- **PROBLEM STATEMENT**
I would like you to transcribe all of the data exactly.

- **DATA PROVIDED**
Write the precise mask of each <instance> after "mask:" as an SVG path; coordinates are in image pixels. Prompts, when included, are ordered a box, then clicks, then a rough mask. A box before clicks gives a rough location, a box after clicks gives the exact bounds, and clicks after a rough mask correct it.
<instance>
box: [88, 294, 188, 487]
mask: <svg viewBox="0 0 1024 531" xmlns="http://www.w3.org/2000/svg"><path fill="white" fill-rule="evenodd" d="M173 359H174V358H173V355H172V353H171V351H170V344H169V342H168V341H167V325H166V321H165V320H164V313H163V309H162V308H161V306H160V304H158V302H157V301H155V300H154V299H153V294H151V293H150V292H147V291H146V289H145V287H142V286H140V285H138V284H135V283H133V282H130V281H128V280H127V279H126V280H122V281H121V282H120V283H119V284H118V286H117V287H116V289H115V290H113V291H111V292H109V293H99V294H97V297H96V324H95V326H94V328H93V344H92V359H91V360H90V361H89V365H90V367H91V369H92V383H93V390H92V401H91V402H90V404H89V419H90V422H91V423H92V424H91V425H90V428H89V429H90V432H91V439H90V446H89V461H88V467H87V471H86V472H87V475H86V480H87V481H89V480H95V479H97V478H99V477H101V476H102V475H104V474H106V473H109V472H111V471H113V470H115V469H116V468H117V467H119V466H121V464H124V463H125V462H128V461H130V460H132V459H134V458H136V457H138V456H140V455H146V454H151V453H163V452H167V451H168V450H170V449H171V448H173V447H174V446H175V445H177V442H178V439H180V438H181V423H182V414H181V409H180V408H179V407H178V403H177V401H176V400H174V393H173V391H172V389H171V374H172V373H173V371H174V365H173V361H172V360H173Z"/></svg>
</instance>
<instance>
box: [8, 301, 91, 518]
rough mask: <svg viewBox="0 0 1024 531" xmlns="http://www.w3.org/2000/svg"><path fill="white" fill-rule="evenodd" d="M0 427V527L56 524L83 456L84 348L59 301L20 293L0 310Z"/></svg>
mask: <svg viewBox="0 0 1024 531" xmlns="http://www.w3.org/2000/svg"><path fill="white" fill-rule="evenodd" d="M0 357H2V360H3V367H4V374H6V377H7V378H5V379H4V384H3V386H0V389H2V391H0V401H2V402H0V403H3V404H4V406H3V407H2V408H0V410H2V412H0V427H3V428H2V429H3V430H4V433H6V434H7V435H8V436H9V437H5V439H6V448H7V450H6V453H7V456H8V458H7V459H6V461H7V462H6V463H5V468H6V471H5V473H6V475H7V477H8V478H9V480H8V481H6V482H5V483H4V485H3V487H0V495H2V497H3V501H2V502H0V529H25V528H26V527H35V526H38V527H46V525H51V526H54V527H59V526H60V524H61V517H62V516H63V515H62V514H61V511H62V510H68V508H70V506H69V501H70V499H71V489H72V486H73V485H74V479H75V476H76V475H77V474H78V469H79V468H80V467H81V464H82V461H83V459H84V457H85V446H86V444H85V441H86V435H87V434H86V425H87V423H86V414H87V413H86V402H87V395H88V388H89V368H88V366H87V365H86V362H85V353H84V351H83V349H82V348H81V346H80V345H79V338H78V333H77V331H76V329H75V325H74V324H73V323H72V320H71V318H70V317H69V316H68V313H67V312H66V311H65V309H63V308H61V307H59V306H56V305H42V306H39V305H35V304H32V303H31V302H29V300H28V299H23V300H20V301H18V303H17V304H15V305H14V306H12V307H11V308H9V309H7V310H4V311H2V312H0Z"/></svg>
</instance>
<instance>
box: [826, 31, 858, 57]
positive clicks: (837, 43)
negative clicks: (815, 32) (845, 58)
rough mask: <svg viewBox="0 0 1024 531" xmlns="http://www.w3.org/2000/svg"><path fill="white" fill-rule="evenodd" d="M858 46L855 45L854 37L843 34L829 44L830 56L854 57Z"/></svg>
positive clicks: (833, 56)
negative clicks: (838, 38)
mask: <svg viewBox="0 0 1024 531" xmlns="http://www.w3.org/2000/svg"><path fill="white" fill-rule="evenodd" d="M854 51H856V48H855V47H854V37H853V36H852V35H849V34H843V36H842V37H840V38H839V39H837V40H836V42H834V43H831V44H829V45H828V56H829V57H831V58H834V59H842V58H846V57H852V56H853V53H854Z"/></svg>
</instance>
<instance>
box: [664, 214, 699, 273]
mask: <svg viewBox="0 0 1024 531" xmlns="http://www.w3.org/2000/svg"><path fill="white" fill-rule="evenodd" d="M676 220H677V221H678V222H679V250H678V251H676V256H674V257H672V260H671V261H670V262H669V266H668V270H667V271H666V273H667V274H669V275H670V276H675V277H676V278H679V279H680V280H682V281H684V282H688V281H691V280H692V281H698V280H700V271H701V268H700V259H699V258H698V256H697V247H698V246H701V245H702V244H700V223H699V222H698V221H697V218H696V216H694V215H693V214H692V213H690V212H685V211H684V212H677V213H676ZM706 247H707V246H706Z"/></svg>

- **WRITTEN SOLUTION**
Write the precise mask of each <instance> after "mask:" as an SVG path; coordinates are in image pixels. Prompts, when included, are ordered a box, then clicks, then a rough mask. A box before clicks gives a rough location, a box after clicks gives the exact bounds, and clicks after a rough mask correct it.
<instance>
box: [88, 294, 188, 487]
mask: <svg viewBox="0 0 1024 531" xmlns="http://www.w3.org/2000/svg"><path fill="white" fill-rule="evenodd" d="M173 359H174V358H173V355H172V353H171V351H170V344H169V342H168V341H167V325H166V321H165V320H164V313H163V309H162V308H161V306H160V304H158V302H157V301H155V300H154V299H153V294H151V293H150V292H147V291H146V289H145V287H142V286H140V285H138V284H135V283H133V282H130V281H128V280H127V279H126V280H122V281H121V282H120V283H119V284H118V286H117V287H116V289H115V290H113V291H111V292H109V293H99V294H97V297H96V324H95V326H94V328H93V344H92V359H91V360H90V361H89V365H90V367H91V369H92V383H93V390H92V401H91V402H90V404H89V419H90V422H91V423H92V424H91V425H90V428H89V429H90V432H91V439H90V446H89V461H88V467H87V471H86V472H87V475H86V480H87V481H89V480H95V479H97V478H99V477H101V476H102V475H104V474H106V473H109V472H111V471H113V470H115V469H116V468H117V467H119V466H121V464H124V463H125V462H128V461H130V460H132V459H134V458H136V457H138V456H140V455H146V454H151V453H163V452H167V451H168V450H170V449H171V448H173V447H174V446H175V445H177V442H178V439H180V438H181V423H182V414H181V409H180V408H179V407H178V403H177V401H176V400H174V393H173V391H172V389H171V374H172V373H173V371H174V365H173V361H172V360H173Z"/></svg>
</instance>
<instance>
box: [8, 301, 91, 518]
rough mask: <svg viewBox="0 0 1024 531" xmlns="http://www.w3.org/2000/svg"><path fill="white" fill-rule="evenodd" d="M0 427V527L56 524L83 456L84 348L59 301L20 293L0 310Z"/></svg>
mask: <svg viewBox="0 0 1024 531" xmlns="http://www.w3.org/2000/svg"><path fill="white" fill-rule="evenodd" d="M0 357H2V360H3V367H4V374H6V377H7V378H5V379H4V384H3V386H0V389H2V391H0V401H2V402H0V403H3V404H4V406H3V407H2V408H0V410H2V412H0V427H3V428H2V429H3V430H4V433H6V434H7V435H8V436H9V437H5V439H6V448H7V450H6V453H7V456H8V458H7V459H6V461H7V462H6V463H5V468H6V471H5V473H6V475H7V477H8V478H9V480H8V481H6V482H5V483H4V485H3V487H0V495H2V497H3V501H2V502H0V529H25V528H26V527H35V526H38V527H46V525H51V526H54V527H59V526H60V524H61V517H62V516H63V515H62V514H61V511H62V510H68V508H70V506H69V501H70V499H71V489H72V486H73V485H74V479H75V476H76V475H77V474H78V469H79V468H80V467H81V464H82V461H83V459H84V457H85V446H86V444H85V441H86V435H87V434H86V425H87V423H86V414H87V413H86V402H87V395H88V388H89V368H88V366H87V365H86V362H85V353H84V351H83V349H82V348H81V346H80V345H79V338H78V333H77V331H76V329H75V325H74V324H73V323H72V320H71V318H70V317H69V316H68V313H67V312H66V311H65V309H63V308H61V307H59V306H56V305H42V306H39V305H35V304H32V303H31V302H29V300H28V299H23V300H20V301H18V303H17V304H15V305H14V306H12V307H11V308H9V309H7V310H4V311H2V312H0Z"/></svg>
</instance>
<instance>
box: [826, 31, 858, 57]
positive clicks: (837, 43)
negative clicks: (815, 32) (845, 58)
rough mask: <svg viewBox="0 0 1024 531" xmlns="http://www.w3.org/2000/svg"><path fill="white" fill-rule="evenodd" d="M858 46L855 45L854 37L843 34L829 44L830 56L854 57Z"/></svg>
positive clicks: (833, 56)
negative clicks: (838, 38)
mask: <svg viewBox="0 0 1024 531" xmlns="http://www.w3.org/2000/svg"><path fill="white" fill-rule="evenodd" d="M854 51H856V48H855V47H854V37H853V36H852V35H849V34H843V36H842V37H840V38H839V39H837V40H836V42H834V43H831V44H829V45H828V56H829V57H831V58H834V59H842V58H846V57H852V56H853V53H854Z"/></svg>
</instance>
<instance>
box: [664, 214, 699, 273]
mask: <svg viewBox="0 0 1024 531" xmlns="http://www.w3.org/2000/svg"><path fill="white" fill-rule="evenodd" d="M676 220H677V221H678V222H679V250H678V251H676V256H674V257H672V260H671V261H670V262H669V266H668V270H667V271H666V273H667V274H669V275H670V276H675V277H676V278H679V279H680V280H682V281H684V282H688V281H691V280H692V281H698V280H700V271H701V268H700V259H699V258H698V256H697V247H698V246H701V245H702V244H700V223H699V222H698V221H697V218H696V216H694V215H693V214H692V213H690V212H685V211H684V212H677V213H676ZM706 247H707V246H706Z"/></svg>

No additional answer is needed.